Written problem 1.
According to the passage about working for a contractor father, which arts did the writer master during those summers?
Written problem 2.
Reproduce the passage about working for a contractor father verbatim from "In the years" to "goods they receive.".

Passage provided.
+===+
Friday, January 18th, 2008

stockxpertcom_id286227_size1.jpgWhen I was a young lad, I worked summers for my dad, a general contractor. It remains a long-standing source of irritation that I was never actually taught any transferable skills during my tenure with his company, but I did master the arts of digging, sweeping and carrying stuff.

In the years since, my Dad and I have found we have a lot in common. As business owners, we both deal with clients. But I think a lot of people wouldn’t recognize the similarity in our businesses: my Dad, a contractor, deals in “real things”, whereas my wares are purely virtual. When someone pays to have an addition put on their home, they can see the lumber and drywall that they’re paying for; these are physical goods that were clearly manufactured, shipped and assembled. Most people see the direct relationship between the money they pay, and the goods they receive.
+===+
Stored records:
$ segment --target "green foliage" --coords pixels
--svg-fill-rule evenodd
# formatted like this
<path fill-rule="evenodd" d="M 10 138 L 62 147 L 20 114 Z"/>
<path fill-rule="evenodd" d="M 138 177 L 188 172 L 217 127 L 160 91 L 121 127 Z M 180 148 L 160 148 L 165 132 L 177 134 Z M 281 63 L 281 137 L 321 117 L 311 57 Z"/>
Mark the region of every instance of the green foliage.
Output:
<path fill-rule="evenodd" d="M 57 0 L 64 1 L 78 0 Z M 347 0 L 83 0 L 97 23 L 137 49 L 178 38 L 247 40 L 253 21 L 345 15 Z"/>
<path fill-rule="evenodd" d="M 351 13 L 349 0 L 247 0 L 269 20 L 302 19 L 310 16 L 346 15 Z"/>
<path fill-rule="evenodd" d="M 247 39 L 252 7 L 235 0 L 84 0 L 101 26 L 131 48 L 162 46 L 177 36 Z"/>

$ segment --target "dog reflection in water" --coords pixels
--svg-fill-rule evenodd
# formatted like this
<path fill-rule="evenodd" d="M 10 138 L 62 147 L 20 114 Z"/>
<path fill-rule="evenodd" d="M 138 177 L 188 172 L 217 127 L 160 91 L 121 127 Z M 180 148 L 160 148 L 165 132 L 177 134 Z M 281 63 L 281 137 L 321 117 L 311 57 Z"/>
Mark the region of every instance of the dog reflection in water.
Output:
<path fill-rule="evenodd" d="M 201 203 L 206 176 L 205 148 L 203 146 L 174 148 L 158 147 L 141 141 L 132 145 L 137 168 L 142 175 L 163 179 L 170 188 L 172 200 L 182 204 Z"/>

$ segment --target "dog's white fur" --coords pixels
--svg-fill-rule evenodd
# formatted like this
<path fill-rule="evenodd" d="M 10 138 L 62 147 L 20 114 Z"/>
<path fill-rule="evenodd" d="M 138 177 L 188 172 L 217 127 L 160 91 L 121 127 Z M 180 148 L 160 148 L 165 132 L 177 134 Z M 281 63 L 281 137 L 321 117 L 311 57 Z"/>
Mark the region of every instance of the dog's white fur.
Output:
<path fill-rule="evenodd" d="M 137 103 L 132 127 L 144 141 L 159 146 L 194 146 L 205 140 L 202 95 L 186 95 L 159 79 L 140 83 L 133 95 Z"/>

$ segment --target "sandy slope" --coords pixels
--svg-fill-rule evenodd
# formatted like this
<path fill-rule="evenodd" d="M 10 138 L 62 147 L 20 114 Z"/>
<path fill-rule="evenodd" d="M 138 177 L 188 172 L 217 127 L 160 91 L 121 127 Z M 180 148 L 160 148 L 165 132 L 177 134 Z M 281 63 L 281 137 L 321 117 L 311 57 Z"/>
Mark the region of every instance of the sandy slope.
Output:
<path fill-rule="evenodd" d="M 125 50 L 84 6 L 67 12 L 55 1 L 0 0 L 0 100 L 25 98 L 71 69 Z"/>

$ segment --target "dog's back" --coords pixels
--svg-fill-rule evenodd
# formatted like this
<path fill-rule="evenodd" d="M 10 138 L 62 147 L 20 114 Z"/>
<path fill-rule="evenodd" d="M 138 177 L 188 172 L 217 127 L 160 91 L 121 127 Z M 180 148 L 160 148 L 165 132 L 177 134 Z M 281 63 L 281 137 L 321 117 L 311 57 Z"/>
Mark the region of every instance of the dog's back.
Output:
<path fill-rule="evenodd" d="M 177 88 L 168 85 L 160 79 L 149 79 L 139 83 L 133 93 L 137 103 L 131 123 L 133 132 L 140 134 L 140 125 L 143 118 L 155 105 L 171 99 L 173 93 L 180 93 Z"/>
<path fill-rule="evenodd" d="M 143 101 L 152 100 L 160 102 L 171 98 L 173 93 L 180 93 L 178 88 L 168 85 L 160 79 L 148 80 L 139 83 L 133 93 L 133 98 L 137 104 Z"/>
+===+
Correct answer 1.
Digging, sweeping and carrying stuff.

Correct answer 2.
In the years since, my Dad and I have found we have a lot in common. As business owners, we both deal with clients. But I think a lot of people wouldn’t recognize the similarity in our businesses: my Dad, a contractor, deals in “real things”, whereas my wares are purely virtual. When someone pays to have an addition put on their home, they can see the lumber and drywall that they’re paying for; these are physical goods that were clearly manufactured, shipped and assembled. Most people see the direct relationship between the money they pay, and the goods they receive.